EXERCISE INPUT -
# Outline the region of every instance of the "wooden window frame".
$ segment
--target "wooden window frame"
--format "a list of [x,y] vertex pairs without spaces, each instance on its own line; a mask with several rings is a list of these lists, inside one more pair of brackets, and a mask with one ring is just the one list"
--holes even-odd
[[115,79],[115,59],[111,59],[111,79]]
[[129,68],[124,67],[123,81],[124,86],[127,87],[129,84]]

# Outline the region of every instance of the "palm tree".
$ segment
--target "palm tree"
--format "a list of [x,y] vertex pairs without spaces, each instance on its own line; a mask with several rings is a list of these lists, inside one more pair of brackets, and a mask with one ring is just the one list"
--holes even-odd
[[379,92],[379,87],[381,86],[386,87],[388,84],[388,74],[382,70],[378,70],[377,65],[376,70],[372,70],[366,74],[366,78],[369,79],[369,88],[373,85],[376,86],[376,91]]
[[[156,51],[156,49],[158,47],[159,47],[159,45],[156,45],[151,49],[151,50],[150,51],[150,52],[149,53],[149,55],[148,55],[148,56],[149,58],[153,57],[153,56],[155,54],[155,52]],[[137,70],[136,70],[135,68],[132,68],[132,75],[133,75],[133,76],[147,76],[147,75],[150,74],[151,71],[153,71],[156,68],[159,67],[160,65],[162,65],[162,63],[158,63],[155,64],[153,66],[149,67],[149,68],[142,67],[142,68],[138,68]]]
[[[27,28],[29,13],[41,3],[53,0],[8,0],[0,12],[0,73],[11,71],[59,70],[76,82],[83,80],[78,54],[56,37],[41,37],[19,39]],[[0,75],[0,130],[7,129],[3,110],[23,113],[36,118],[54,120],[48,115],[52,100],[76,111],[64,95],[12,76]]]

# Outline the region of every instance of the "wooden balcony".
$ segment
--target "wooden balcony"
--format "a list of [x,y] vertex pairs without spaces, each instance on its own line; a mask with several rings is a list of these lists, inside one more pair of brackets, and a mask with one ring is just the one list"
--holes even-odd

WORK REQUIRED - Reproduce all of the data above without any changes.

FINAL RESULT -
# Outline the region of every instance of the "wooden window frame".
$ segment
--target "wooden window frame"
--format "a list of [x,y] vertex pairs without spaces, each instance on its own line; a mask with several rings is a list of these lists, inside one more pair of brackets, and a mask with one ring is just the one list"
--holes even-odd
[[115,79],[115,59],[111,59],[111,79]]
[[129,68],[124,67],[123,81],[124,86],[127,87],[129,84]]

# Outline the region of every instance of the "palm tree".
$ segment
--target "palm tree"
--format "a list of [x,y] vertex pairs without spaces, each instance on its own line; a mask with several rings is a list of these lists, inside one more pair of brackets, and a mask with one ring is just the one list"
--holes even-odd
[[379,92],[379,87],[381,86],[386,87],[388,84],[388,74],[382,70],[378,70],[377,65],[376,70],[372,70],[366,74],[366,78],[369,79],[369,88],[373,85],[376,86],[376,91]]
[[[156,51],[156,49],[158,47],[159,47],[159,45],[156,45],[151,49],[151,50],[150,51],[150,52],[149,53],[149,55],[148,55],[148,56],[149,58],[153,57],[153,56],[155,54],[155,52]],[[137,70],[136,70],[135,68],[132,68],[132,75],[133,75],[133,76],[147,76],[147,75],[150,74],[151,71],[153,71],[156,68],[159,67],[160,65],[162,65],[162,63],[158,63],[155,64],[153,66],[149,67],[149,68],[142,67],[142,68],[138,68]]]
[[[27,28],[29,13],[41,3],[53,0],[8,0],[0,12],[0,73],[11,71],[59,70],[76,82],[83,80],[78,54],[56,37],[41,37],[19,39]],[[0,75],[0,130],[7,129],[3,110],[23,113],[36,118],[54,120],[48,115],[52,100],[76,111],[64,95],[12,76]]]

# Outline the region of every instance of the "wooden balcony".
$ segment
--target "wooden balcony"
--format "a list of [x,y] vertex pairs without spaces, each instance on its own line; a mask with several rings is a list of these lists, inside one more pair of brackets, and a mask with one ring is just the one list"
--holes even-odd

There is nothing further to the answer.